-- DO THIS --
Count the lines of the records below that contain the word "spiny", and give only that number.

:: DATA ENTRIES

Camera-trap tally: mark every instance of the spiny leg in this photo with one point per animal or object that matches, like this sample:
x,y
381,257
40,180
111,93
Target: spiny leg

::::

-- FINISHED ANSWER --
2